═══ 原文抜粋

『おむすび』“菜摘”田畑志真、商店街シーンでのアドリブに楽しさ 母役・キムラ緑子から多くの学び
2025年3月9日(日)12時0分 マイナビニュース
●テンポ感に圧倒も「自然と楽しんでお芝居できているのかな」
現在放送中の連続テレビ小説『おむすび』(NHK総合 毎週月〜土曜8:00〜ほか ※土曜は1週間の振り返り)で主人公・結の幼なじみ・佐久間菜摘役を演じている田畑志真にインタビュー。本作での役作りや、母・美佐江役のキムラ緑子らとの共演について話を聞いた。
連続テレビ小説(朝ドラ)第111作となる『おむすび』は、平成元年生まれの主人公・米田結(橋本環奈)がギャル文化と出会い、やがて栄養士として、“縁・人・未来”と大切なものを次々と結んでいく物語。阪神・淡路大震災を幼い頃に経験し、神戸から福岡・糸島へと移住した結は、糸島で青春時代を過ごし、高校卒業と同時にかつて暮らしていた神戸の街へと、両親と共に再び戻った。
田畑が演じている菜摘は、さくら通り商店街でパン屋を営む佐久間美佐江(キムラ緑子)の娘。母譲りの明るい性格で、結の良き話し相手となっている。
——菜摘を演じる際に意識していることを教えてください。
役についてお話を聞いた時に、天真爛漫で、結ちゃんの心の拠り所というのを意識してほしいとプロデューサーさんに言われたので、そこを意識しています。菜摘の明るさは自分と似ているところでもあるので、重なる部分があるなと感じながら、菜摘が魅力的に見えるように意識しながら演じています。

══════

# 作業内容:
インタビュー記事を全文、一字も変えずにそのまま写し取ること。 このデータはインタビュー記事とは関係がない。

═══ 提供データ

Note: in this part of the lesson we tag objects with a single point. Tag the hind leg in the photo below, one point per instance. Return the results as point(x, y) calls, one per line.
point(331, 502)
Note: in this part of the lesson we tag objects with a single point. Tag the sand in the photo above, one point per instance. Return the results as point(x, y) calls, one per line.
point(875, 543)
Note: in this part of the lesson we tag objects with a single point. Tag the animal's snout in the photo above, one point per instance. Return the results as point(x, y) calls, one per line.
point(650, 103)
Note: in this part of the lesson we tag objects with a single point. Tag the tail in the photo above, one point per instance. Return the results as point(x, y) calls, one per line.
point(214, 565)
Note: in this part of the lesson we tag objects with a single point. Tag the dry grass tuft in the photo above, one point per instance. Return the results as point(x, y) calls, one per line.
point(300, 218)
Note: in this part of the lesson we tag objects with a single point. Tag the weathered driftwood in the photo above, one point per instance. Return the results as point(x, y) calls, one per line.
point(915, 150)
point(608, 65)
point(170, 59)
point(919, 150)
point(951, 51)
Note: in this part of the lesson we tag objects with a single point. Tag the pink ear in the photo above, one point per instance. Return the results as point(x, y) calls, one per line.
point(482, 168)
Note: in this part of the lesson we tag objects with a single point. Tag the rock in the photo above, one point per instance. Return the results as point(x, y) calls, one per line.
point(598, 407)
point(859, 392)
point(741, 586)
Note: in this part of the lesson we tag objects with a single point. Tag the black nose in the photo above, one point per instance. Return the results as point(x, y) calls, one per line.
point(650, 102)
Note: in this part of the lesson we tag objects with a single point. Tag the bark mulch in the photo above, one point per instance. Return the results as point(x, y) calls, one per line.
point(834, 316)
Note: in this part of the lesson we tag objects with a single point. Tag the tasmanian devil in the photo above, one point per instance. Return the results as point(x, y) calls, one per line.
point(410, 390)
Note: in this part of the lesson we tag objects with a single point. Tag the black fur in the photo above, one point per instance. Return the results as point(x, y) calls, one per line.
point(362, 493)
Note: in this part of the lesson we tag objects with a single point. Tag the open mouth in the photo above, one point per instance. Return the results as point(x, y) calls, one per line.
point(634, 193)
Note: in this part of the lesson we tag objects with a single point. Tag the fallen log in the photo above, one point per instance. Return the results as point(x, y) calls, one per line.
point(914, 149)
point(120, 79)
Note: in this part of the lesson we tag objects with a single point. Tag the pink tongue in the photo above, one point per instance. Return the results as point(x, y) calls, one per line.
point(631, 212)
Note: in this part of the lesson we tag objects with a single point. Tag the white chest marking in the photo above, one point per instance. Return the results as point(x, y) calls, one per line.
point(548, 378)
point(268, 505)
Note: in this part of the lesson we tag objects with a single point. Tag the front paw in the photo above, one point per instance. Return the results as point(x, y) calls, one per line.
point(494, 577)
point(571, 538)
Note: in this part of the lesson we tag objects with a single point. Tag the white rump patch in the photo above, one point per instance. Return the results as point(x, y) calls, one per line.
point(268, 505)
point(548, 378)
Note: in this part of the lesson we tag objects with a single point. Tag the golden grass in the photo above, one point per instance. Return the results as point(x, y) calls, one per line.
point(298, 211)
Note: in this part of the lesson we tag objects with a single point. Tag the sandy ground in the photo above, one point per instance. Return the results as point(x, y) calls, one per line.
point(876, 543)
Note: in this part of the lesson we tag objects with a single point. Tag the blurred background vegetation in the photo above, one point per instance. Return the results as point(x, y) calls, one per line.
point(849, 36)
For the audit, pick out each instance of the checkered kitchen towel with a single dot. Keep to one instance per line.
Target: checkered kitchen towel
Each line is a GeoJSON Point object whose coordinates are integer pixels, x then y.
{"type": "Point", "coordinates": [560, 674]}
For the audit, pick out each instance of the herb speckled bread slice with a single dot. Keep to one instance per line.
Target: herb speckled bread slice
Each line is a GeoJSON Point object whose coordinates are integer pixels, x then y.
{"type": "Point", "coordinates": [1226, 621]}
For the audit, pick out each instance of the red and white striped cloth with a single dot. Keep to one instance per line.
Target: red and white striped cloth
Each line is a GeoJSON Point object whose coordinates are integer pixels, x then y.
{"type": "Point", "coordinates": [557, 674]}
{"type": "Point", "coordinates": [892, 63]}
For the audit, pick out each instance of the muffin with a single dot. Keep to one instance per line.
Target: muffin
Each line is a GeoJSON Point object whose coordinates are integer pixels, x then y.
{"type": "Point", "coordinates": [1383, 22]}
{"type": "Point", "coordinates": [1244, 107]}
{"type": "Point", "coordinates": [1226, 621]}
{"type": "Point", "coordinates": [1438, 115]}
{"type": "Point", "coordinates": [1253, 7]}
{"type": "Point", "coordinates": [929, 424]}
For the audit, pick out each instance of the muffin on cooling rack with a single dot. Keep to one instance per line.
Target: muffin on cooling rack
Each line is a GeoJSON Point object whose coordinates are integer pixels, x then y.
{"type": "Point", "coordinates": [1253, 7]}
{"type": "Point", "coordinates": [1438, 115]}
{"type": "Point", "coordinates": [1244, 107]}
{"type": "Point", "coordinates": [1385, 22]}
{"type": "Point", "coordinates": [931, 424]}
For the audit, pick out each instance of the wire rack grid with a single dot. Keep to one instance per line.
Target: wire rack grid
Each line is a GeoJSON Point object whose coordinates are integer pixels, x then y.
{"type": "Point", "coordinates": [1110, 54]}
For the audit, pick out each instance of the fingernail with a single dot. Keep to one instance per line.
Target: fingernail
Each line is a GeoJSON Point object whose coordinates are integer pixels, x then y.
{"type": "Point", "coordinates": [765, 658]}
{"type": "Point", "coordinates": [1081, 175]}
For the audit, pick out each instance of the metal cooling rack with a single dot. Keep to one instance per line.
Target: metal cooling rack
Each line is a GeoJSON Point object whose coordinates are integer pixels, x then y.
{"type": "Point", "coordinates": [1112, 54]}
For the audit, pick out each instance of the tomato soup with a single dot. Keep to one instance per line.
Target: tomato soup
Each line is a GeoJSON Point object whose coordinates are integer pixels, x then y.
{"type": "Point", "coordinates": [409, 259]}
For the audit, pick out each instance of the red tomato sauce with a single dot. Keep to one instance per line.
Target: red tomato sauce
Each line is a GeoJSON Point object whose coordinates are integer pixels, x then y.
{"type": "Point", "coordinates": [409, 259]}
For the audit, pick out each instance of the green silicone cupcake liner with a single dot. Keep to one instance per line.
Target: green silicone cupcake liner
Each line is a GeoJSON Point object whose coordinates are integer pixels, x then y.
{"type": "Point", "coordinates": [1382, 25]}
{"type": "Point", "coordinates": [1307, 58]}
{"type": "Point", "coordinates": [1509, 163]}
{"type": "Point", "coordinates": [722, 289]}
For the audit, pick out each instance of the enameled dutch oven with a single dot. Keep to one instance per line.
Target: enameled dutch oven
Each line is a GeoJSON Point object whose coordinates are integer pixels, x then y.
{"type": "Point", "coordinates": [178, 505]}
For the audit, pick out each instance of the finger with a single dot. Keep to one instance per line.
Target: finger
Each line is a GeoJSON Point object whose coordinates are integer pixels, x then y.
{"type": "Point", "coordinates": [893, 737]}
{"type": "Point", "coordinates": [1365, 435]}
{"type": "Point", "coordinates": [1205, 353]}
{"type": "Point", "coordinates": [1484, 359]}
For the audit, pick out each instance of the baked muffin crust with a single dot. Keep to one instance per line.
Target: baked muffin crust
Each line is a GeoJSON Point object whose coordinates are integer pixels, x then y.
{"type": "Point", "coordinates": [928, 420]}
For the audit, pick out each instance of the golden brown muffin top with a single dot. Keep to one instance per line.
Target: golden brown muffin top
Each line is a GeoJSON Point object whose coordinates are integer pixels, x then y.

══════

# この課題の解答:
『おむすび』“菜摘”田畑志真、商店街シーンでのアドリブに楽しさ 母役・キムラ緑子から多くの学び
2025年3月9日(日)12時0分 マイナビニュース
●テンポ感に圧倒も「自然と楽しんでお芝居できているのかな」
現在放送中の連続テレビ小説『おむすび』(NHK総合 毎週月〜土曜8:00〜ほか ※土曜は1週間の振り返り)で主人公・結の幼なじみ・佐久間菜摘役を演じている田畑志真にインタビュー。本作での役作りや、母・美佐江役のキムラ緑子らとの共演について話を聞いた。
連続テレビ小説(朝ドラ)第111作となる『おむすび』は、平成元年生まれの主人公・米田結(橋本環奈)がギャル文化と出会い、やがて栄養士として、“縁・人・未来”と大切なものを次々と結んでいく物語。阪神・淡路大震災を幼い頃に経験し、神戸から福岡・糸島へと移住した結は、糸島で青春時代を過ごし、高校卒業と同時にかつて暮らしていた神戸の街へと、両親と共に再び戻った。
田畑が演じている菜摘は、さくら通り商店街でパン屋を営む佐久間美佐江(キムラ緑子)の娘。母譲りの明るい性格で、結の良き話し相手となっている。
——菜摘を演じる際に意識していることを教えてください。
役についてお話を聞いた時に、天真爛漫で、結ちゃんの心の拠り所というのを意識してほしいとプロデューサーさんに言われたので、そこを意識しています。菜摘の明るさは自分と似ているところでもあるので、重なる部分があるなと感じながら、菜摘が魅力的に見えるように意識しながら演じています。